* SELECTED EXTRACT *
______

Abstract
As organizations expand investment in artificial intelligence (AI), success depends not only on technology but also on human originality: Original Intelligence (OI). A focus on efficiency alone cannot sustain differentiation in the age of AI. OI is the ability to expand an idea space beyond the algorithmic prediction of AI. It defines the next frontier of competitive advantage.
The use of assessment devices to identify human performance is proven. There are existing measurements of creativity, empathy, leadership and other personal attributes that have been predictive of organizational development and human resource management. However, these tools are of lesser value when faced with AI adoption in an enterprise. This is due to two primary limitations. First, they are based upon fixed rubrics or methodologies that can be “gamed” by a person who uses AI tools to find the “right answer.” Second, they cannot measure the metric most important to AI adoption in the enterprise: how will a person use AI to create business differentiation, or Original Intelligence.

______

* EXERCISE DATA *
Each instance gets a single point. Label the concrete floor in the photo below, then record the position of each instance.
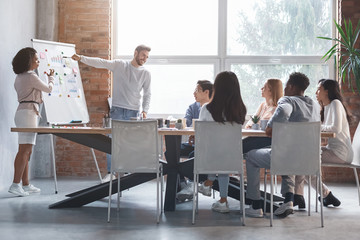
(30, 218)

______

* YOUR TASK *
Answer these questions about the abstract.
1. According to the abstract, Original Intelligence is the ability to do what?
2. Which personal attributes does it name as having existing measurements?
3. What is the first of the two limitations it gives for those measurements?

* WRITTEN ANSWER *
1. To expand an idea space beyond the algorithmic prediction of AI.
2. Creativity, empathy and leadership.
3. They are based on fixed rubrics or methodologies that a person using AI tools to find the "right answer" can game.